Start of AVAILABLE DATA
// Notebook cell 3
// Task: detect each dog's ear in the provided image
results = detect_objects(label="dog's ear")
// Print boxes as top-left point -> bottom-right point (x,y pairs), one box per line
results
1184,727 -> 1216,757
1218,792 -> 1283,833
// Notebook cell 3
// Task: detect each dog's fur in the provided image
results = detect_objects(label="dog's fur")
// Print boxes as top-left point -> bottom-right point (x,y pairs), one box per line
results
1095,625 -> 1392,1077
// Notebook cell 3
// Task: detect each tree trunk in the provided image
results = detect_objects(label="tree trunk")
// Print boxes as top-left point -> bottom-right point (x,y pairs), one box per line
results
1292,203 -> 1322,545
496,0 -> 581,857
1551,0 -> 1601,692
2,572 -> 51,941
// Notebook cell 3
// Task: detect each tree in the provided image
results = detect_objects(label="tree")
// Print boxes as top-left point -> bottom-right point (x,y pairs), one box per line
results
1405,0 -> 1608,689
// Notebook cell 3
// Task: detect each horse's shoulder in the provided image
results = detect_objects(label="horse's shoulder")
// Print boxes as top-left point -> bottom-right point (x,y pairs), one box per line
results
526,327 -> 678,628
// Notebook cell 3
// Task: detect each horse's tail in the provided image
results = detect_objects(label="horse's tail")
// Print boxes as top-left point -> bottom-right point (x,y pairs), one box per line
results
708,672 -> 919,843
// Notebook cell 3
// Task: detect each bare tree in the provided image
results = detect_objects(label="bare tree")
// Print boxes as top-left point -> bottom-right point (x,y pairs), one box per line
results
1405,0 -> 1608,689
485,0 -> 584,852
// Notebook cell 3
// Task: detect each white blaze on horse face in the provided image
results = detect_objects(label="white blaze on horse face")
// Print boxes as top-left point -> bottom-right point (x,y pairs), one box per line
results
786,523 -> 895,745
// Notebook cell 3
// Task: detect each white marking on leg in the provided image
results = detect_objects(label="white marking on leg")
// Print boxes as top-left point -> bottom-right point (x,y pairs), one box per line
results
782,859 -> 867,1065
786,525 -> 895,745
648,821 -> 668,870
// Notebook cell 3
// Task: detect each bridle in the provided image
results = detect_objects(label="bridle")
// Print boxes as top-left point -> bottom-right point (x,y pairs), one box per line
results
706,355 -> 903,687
End of AVAILABLE DATA
**ABOUT THIS EXERCISE:**
Each entry above is to be transcribed word for word.

**TASK SOLUTION:**
// Notebook cell 3
// Task: detect each dog's ear in the provided image
results = detect_objects(label="dog's ear")
// Print boxes as top-left point -> bottom-right point (x,y pairs), one box per line
results
1184,727 -> 1216,757
1218,792 -> 1283,833
// Notebook cell 3
// Task: detect each dog's fur in the provided image
results = detect_objects(label="dog's fur")
// Print boxes as top-left point -> bottom-right point (x,y pairs), one box per line
results
1095,625 -> 1392,1077
// Notebook cell 3
// Task: detect each tree trunk in the provided image
results = detect_objects(label="tree trunk")
// Print boxes as top-left point -> bottom-right point (x,y pairs), one box per line
results
1292,203 -> 1322,545
496,0 -> 581,857
1551,0 -> 1601,692
2,572 -> 51,941
// Notebook cell 3
// Task: detect each tree in the provided image
results = detect_objects(label="tree")
// Print boxes as top-left point -> bottom-right point (x,y pairs), one box per line
results
1405,0 -> 1608,689
// Notebook cell 3
// Task: detect each horse's shoulder in the provided image
results = detect_objects(label="horse's shoulder")
// Print boxes as top-left point -> bottom-right point (x,y pairs), one box per line
results
526,327 -> 678,628
// Notebook cell 3
// Task: detect each horse's tail in the provided image
results = detect_objects(label="horse's tail")
// Print boxes as top-left point -> bottom-right point (x,y pairs), one box per line
results
708,672 -> 919,843
// Notebook cell 3
// Task: detect each bare tree in the provided image
results = detect_objects(label="bare tree")
// Print boxes as top-left point -> bottom-right point (x,y pairs), one box per line
results
1405,0 -> 1608,689
485,0 -> 584,852
// Notebook cell 3
// Task: detect each white blaze on horse face in the provided image
results = detect_objects(label="white blaze on horse face")
// Print boxes as top-left point -> bottom-right point (x,y pairs), one box per line
results
786,523 -> 895,745
// Notebook cell 3
// Task: detect each white marking on leg in the provided image
results = detect_objects(label="white marking on leg")
// Print boxes as top-left point -> bottom-right point (x,y pairs), one box per line
results
782,859 -> 867,1065
786,525 -> 895,745
648,821 -> 668,870
// Notebook cell 3
// Task: detect each bridle in the provided image
results = detect_objects(label="bridle")
// Print boxes as top-left point -> bottom-right point (x,y pairs), one box per line
results
706,355 -> 903,687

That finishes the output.